■ Exercise directions: Set the records down once more so that they match the source word for word.

■ Data provided:

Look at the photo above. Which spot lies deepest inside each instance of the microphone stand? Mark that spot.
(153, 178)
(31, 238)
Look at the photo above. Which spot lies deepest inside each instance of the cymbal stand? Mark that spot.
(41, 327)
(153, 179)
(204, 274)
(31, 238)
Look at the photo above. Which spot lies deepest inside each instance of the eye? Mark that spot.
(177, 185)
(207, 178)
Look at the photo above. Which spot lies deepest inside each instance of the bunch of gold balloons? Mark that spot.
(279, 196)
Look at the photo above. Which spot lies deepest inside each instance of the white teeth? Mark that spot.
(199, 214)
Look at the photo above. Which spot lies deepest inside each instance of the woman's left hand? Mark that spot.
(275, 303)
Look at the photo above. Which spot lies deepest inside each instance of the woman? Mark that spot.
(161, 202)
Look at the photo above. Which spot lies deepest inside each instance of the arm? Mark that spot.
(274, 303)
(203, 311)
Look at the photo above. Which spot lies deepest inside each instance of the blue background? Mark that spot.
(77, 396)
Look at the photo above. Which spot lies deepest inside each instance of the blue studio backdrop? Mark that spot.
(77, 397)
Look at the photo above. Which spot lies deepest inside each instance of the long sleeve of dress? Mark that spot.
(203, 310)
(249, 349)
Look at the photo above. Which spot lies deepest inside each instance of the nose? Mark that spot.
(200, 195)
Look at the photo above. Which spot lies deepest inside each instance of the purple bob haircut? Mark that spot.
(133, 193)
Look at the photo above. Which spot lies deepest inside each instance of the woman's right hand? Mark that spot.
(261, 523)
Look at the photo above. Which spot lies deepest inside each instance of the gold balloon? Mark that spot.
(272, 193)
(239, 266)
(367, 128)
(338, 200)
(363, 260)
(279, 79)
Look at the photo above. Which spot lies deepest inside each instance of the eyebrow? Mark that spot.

■ Written answer:
Look at the photo above. Which spot lies deepest inside each instance of the microphone stand? Mark that spot.
(153, 178)
(31, 238)
Look at the photo above. Which spot lies deepest inside each instance of the cymbal stand? Mark that spot.
(41, 327)
(153, 179)
(204, 274)
(31, 238)
Look at the photo above. Which spot lies deepest inside each instance of the eye? Mark that spot.
(177, 185)
(207, 178)
Look at the photo above. Which spot lies deepest inside each instance of the bunch of gold balloons? Mark that spot.
(279, 196)
Look at the photo above. Which spot lies deepest inside each instance of the white teeth? Mark that spot.
(199, 214)
Look at the photo above. Which spot lies deepest inside each instance of the woman's left hand? Mark that spot.
(275, 303)
Look at the photo above. Which spot lies deepest inside each instance of the woman? Mark that spot.
(161, 202)
Look at the photo above. Which spot lies deepest inside each instance of the arm? Mark that spot.
(274, 303)
(203, 311)
Look at the photo above. Which spot lies deepest inside each instance of the blue background? Mark that spot.
(77, 396)
Look at the photo above. Which spot lies deepest inside each instance of the blue studio backdrop? Mark that spot.
(77, 397)
Look at the photo above. Which spot lies deepest inside each instance of the long sleeve of dress? Mark that spot.
(203, 310)
(249, 349)
Look at the photo above. Which spot lies deepest inside each instance of the nose? Mark that spot.
(200, 195)
Look at the photo above. Which spot lies deepest inside each instance of the purple bob haircut? Mark that spot.
(133, 193)
Look at the photo above. Which spot lies deepest inside each instance of the woman's right hand? Mark that spot.
(261, 523)
Look at the photo above. Which spot lies deepest inside each instance of the gold balloon? Mark that spot.
(272, 193)
(239, 266)
(367, 128)
(338, 200)
(363, 260)
(279, 79)
Look at the photo above. Which spot lies deepest inside each instance of the eyebrow? Mark that spot.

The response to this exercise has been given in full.